:: Your task ::
Reproduce verbatim every line of the records from the line containing "# Provide the mask of every instance of the polished" down to the line containing "--target=polished wood surface", both of those lines included.

:: Stored records ::
########################################
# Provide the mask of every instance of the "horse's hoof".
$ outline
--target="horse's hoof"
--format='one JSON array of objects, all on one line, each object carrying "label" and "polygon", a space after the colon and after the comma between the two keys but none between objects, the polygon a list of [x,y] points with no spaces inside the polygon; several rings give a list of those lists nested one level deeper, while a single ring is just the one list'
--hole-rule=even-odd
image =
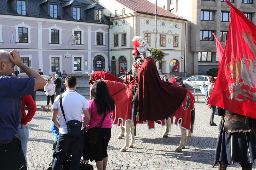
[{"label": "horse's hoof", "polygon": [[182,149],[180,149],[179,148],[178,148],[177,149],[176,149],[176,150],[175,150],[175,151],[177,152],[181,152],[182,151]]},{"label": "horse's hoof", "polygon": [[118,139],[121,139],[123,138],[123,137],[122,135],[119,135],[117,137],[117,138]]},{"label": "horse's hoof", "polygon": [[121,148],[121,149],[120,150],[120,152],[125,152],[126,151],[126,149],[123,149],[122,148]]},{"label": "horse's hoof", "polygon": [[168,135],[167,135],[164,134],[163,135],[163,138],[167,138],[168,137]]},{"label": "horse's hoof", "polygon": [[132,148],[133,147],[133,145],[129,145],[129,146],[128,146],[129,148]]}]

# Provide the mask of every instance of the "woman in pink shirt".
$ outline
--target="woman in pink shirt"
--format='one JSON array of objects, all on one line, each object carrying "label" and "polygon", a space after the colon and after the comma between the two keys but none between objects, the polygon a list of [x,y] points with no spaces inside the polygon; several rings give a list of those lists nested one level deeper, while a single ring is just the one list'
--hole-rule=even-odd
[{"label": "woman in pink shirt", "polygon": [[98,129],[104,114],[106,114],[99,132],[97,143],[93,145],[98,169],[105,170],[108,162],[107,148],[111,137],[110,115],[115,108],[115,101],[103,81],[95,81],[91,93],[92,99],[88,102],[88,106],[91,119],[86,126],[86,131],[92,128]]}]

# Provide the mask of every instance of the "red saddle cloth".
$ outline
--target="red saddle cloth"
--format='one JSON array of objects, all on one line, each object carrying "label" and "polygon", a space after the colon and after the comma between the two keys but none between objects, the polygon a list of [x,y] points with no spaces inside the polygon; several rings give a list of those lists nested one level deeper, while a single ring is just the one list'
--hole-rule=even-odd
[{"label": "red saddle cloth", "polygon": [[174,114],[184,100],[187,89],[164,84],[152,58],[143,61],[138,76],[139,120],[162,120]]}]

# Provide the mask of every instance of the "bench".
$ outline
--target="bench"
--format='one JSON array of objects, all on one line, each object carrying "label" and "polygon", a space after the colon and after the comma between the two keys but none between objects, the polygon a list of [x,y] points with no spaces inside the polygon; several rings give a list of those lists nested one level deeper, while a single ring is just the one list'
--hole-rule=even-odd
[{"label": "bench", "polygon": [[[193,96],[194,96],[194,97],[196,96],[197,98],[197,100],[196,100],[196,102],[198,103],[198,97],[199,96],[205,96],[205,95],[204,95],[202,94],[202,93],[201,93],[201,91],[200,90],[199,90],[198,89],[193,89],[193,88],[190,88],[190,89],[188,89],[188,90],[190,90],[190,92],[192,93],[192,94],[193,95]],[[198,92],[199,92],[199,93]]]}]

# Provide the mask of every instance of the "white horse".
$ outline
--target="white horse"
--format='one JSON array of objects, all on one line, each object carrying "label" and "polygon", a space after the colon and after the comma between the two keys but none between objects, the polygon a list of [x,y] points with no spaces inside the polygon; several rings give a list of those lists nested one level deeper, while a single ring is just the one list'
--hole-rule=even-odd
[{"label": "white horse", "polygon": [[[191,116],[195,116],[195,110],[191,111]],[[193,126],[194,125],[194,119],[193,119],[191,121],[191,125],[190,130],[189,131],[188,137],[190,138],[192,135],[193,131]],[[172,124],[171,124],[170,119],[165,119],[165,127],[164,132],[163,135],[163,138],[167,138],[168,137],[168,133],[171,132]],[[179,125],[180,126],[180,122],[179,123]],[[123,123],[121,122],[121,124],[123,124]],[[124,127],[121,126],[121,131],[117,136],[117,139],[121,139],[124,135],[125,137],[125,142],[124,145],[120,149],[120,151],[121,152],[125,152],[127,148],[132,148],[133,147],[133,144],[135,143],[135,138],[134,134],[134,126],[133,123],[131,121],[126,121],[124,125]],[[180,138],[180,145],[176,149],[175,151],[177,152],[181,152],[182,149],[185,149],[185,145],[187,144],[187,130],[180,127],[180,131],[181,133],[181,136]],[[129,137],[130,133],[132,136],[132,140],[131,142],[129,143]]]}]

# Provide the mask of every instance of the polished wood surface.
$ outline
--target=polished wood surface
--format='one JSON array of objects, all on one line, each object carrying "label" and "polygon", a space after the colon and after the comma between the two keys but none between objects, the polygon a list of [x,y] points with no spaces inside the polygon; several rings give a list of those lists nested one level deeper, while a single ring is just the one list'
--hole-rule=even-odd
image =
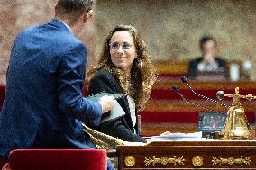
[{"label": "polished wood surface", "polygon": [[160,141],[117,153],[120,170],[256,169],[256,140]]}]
########################################
:: Finished exercise ::
# Provide the mask of every instance of the polished wood surface.
$ outline
--target=polished wood surface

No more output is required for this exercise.